The schema file is at the root of the validation logic in Pydantic. The general practice is to use validators, which are a special kind of class method in Pydantic, to transform or validate data and ensure it’s of the right type and format for downstream tasks. Using validators is far cleaner than writing custom functions that manipulate data (they would be riddled with ugly if-else statements or isinstance clauses). The schema below implements the validation logic we defined above. To see the differences in code between Pydantic v2 and v1, switch between the tabs shown below.

Pydantic v2

# Python 3.10+ syntax
from pydantic import BaseModel, model_validator


class Wine(BaseModel):
    id: int
    points: int
    title: str
    description: str | None
    price: float | None
    variety: str | None
    winery: str | None
    designation: str | None
    country: str | None
    province: str | None
    region_1: str | None
    region_2: str | None
    taster_name: str | None
    taster_twitter_handle: str | None

    @model_validator(mode="before")
    def _remove_unknowns(cls, values):
        "Set other fields that have the value 'null' as None so that we can throw it away"
        fields = ["designation", "province", "region_1", "region_2"]
        for field in fields:
            if not values.get(field) or values.get(field) == "null":
                values[field] = None
        return values

    @model_validator(mode="before")
    def _fill_country_unknowns(cls, values):
        "Fill in missing country values with 'Unknown', as we always want this field to be queryable"
        country = values.get("country")
        if not country or country == "null":
            values["country"] = "Unknown"
        return values

    @model_validator(mode="before")
    def _get_vineyard(cls, values):
        "Rename designation to vineyard"
        vineyard = values.pop("designation", None)
        if vineyard:
            values["vineyard"] = vineyard.strip()
        return values

Pydantic v1

# Python 3.10+ syntax
from pydantic import BaseModel, root_validator


class Wine(BaseModel):
    id: int
    points: int
    title: str
    description: str | None
    price: float | None
    variety: str | None
    winery: str | None
    designation: str | None
    country: str | None
    province: str | None
    region_1: str | None
    region_2: str | None
    taster_name: str | None
    taster_twitter_handle: str | None

    @root_validator
    def _remove_unknowns(cls, values):
        "Set other fields that have the value 'null' as None so that we can throw it away"
        fields = ["designation", "province", "region_1", "region_2"]
        for field in fields:
            if not values.get(field) or values.get(field) == "null":
                values[field] = None
        return values

    @root_validator
    def _fill_country_unknowns(cls, values):
        "Fill in missing country values with 'Unknown', as we always want this field to be queryable"
        country = values.get("country")
        if not country or country == "null":
            values["country"] = "Unknown"
        return values

    @root_validator
    def _get_vineyard(cls, values):
        "Rename designation to vineyard"

[Records from a data collection]
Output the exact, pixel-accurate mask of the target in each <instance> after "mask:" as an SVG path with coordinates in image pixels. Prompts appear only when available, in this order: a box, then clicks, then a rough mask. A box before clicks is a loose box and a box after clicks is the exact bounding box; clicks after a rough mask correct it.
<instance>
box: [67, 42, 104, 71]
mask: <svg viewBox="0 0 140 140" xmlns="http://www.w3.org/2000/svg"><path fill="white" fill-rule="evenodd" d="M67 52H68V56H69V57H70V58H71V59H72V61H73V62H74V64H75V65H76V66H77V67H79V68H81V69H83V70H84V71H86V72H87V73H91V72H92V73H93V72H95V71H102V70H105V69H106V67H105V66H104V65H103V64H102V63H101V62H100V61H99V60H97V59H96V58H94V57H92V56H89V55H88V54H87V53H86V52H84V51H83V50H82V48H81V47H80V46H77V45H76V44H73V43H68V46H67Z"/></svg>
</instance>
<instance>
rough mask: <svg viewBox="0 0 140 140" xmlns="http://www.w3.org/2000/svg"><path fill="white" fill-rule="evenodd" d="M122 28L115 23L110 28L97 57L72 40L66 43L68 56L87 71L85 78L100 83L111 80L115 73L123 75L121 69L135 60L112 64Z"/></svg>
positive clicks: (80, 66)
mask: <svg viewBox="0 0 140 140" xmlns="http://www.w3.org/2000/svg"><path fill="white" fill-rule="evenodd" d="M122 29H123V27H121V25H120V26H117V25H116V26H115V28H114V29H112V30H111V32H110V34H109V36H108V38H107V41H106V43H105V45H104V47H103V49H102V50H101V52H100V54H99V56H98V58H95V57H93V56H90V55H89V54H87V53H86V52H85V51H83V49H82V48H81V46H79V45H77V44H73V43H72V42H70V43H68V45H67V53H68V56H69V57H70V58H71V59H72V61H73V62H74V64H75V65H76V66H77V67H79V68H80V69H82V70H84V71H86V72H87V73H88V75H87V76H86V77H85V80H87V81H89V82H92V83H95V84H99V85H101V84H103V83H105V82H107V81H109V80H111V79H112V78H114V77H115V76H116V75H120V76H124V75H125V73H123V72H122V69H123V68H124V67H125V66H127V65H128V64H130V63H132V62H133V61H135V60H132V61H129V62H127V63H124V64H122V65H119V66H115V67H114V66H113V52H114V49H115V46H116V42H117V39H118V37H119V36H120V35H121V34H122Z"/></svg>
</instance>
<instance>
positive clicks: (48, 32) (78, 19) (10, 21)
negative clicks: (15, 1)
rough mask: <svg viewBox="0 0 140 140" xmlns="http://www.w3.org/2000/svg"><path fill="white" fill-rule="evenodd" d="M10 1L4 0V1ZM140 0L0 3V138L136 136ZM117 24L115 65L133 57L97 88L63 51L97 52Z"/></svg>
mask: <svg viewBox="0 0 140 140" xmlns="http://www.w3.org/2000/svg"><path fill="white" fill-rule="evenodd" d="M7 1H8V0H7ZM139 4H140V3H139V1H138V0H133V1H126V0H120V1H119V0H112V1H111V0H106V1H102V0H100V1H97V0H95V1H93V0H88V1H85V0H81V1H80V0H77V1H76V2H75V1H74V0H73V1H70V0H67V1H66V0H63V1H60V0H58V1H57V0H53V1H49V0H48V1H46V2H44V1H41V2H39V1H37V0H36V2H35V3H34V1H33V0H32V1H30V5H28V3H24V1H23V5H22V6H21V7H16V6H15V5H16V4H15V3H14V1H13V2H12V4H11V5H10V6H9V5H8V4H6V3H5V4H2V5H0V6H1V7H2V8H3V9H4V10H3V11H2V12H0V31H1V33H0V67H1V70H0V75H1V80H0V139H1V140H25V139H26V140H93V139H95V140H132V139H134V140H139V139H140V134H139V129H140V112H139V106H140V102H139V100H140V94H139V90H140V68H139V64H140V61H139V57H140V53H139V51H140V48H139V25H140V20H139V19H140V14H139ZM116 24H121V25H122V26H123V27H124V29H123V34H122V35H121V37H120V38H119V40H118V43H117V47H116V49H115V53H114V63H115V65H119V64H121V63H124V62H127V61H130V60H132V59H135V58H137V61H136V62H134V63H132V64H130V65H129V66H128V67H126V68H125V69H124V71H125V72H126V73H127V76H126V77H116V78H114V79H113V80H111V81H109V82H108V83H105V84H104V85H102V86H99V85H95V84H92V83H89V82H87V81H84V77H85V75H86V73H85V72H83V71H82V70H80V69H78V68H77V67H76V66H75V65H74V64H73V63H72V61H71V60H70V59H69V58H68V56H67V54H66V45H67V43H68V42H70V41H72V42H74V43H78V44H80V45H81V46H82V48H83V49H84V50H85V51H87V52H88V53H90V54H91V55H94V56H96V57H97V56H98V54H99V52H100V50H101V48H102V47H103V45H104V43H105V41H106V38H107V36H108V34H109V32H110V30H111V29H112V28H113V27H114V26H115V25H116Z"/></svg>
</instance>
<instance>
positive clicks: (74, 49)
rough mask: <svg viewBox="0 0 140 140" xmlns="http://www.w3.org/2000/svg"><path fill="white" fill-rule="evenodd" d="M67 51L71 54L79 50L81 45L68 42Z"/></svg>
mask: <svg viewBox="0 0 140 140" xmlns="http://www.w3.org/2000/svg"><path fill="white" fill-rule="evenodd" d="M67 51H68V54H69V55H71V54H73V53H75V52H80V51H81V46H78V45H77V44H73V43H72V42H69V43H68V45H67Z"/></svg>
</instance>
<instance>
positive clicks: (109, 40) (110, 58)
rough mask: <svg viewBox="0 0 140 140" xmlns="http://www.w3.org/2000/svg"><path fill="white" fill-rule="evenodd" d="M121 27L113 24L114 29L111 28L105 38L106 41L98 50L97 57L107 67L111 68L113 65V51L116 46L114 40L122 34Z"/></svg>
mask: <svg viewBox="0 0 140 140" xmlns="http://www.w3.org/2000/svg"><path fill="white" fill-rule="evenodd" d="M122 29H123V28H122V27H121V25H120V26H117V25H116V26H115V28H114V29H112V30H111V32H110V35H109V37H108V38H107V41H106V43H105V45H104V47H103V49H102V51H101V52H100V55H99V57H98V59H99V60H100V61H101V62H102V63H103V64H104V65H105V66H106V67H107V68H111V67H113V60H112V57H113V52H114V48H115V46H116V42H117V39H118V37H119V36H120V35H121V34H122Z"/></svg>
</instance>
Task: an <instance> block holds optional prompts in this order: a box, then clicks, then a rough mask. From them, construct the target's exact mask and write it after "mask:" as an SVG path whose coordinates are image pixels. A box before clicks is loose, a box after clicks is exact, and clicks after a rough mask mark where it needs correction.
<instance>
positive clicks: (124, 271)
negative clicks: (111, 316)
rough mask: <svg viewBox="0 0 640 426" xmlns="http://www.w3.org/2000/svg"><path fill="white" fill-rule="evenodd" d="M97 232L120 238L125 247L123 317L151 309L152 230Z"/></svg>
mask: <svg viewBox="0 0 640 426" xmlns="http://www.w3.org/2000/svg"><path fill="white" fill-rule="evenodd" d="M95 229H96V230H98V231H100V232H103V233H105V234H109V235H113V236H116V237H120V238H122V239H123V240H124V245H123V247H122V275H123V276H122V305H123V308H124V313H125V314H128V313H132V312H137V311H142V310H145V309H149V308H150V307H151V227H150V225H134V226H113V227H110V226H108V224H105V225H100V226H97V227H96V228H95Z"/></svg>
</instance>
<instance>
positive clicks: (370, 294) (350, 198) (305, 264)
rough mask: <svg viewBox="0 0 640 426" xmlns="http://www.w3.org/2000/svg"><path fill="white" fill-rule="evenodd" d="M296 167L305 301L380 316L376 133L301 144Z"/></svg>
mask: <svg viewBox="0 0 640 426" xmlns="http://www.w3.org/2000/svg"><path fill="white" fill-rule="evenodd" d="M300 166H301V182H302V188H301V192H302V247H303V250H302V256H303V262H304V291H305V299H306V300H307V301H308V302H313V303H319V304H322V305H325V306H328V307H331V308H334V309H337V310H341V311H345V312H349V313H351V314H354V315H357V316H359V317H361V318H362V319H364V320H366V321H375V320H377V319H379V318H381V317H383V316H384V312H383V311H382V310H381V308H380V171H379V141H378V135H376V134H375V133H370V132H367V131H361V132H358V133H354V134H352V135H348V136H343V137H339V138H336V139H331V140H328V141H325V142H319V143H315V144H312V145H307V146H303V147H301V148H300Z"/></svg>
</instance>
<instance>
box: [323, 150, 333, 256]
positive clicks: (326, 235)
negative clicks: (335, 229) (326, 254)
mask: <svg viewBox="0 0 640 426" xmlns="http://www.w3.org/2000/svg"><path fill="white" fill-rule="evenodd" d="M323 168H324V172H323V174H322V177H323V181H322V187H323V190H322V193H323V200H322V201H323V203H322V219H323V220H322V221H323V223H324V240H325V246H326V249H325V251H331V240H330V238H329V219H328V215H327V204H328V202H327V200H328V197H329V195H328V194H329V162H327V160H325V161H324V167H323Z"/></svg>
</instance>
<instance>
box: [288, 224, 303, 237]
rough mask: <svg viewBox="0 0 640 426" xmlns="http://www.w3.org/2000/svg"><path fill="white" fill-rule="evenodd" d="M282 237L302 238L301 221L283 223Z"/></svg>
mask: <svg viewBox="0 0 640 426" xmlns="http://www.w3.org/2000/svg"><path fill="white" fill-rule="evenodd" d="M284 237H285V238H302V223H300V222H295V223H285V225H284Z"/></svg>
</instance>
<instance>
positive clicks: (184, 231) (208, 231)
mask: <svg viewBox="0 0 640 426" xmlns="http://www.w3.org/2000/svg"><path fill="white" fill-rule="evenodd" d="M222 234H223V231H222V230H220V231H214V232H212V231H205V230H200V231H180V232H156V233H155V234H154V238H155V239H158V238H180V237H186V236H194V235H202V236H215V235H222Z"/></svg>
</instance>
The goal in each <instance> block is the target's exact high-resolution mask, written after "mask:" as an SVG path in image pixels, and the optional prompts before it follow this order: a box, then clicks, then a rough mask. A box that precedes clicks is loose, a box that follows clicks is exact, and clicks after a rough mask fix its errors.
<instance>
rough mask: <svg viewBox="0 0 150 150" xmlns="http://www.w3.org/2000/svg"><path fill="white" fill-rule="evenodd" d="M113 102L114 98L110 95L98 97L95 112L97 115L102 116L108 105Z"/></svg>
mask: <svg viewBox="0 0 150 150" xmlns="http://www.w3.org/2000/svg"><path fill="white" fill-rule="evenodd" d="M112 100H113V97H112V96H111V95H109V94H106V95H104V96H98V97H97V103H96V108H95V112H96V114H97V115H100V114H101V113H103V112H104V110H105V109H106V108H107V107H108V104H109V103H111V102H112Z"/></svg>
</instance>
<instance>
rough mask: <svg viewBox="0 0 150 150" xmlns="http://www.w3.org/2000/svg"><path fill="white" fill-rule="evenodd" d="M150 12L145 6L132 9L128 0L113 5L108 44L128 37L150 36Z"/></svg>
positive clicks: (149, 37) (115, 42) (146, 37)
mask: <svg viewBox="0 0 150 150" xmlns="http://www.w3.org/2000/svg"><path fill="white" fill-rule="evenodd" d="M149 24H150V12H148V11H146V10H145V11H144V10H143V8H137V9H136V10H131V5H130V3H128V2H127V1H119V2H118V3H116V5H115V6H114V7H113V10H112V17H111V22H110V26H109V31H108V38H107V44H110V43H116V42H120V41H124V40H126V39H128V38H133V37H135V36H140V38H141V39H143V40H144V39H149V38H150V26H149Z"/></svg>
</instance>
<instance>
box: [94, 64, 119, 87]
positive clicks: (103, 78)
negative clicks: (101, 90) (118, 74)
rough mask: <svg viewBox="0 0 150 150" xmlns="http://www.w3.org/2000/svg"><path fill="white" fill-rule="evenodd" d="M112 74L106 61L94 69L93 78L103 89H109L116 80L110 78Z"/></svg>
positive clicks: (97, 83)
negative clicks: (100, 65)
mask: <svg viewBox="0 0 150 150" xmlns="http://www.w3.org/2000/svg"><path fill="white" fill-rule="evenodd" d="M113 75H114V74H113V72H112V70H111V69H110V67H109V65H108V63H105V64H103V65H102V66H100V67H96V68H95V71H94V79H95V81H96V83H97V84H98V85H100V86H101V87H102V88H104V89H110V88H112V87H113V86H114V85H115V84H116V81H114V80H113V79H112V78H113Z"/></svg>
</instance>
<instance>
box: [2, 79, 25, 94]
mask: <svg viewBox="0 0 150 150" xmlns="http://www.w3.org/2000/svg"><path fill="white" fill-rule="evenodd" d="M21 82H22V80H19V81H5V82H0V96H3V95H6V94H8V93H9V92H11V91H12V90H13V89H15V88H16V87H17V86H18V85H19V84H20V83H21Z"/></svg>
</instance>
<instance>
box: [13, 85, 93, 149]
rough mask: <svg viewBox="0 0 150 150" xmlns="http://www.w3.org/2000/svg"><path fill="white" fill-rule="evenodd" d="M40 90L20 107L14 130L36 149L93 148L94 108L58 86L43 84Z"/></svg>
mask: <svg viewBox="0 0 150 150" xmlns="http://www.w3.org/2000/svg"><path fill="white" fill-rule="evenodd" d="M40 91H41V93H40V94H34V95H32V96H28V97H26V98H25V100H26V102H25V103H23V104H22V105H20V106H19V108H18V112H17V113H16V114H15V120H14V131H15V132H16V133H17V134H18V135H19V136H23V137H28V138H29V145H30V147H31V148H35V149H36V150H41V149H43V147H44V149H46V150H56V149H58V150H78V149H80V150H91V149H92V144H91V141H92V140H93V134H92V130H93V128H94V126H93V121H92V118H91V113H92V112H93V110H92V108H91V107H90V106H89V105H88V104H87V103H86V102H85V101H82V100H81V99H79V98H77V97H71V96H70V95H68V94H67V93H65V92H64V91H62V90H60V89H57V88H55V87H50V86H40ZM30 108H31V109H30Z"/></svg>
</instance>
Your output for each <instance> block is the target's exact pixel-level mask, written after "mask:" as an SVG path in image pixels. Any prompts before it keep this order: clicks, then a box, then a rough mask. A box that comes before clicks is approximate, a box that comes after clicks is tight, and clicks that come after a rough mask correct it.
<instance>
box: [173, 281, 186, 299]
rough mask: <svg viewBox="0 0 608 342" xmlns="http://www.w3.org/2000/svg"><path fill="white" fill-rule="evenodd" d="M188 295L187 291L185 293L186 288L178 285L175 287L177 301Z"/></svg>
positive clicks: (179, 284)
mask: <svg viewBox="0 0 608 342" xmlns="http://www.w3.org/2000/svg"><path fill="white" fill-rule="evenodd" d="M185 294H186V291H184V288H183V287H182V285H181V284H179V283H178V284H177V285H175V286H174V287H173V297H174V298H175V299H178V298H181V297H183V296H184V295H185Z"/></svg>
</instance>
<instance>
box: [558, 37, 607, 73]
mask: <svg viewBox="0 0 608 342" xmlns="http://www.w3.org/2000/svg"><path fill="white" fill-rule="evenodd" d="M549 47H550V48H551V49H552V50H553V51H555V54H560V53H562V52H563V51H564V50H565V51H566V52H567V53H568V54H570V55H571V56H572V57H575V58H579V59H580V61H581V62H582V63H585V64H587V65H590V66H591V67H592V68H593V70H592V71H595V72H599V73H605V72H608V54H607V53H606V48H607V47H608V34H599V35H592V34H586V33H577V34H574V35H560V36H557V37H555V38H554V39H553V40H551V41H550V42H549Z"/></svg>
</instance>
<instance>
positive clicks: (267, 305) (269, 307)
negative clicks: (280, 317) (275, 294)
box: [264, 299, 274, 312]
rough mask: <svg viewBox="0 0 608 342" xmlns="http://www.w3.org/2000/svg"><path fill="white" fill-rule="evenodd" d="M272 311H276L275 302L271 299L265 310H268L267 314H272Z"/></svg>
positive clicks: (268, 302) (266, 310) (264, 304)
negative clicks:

> [Work item]:
Please rewrite the paragraph of the Pydantic text that begins "The schema file is at the root" as a short bulleted list that keeps its main facts.

> [Exercise answer]:
- In Pydantic, the schema file is the root of the validation logic.
- Validators, a special kind of class method, are commonly used to transform or validate data so it has the right type and format for downstream tasks.
- Validators are far cleaner than custom data-manipulation functions, which would be full of if-else statements or isinstance clauses.
- The schema below implements the validation logic defined above.
- The tabs show the code differences between Pydantic v2 and v1.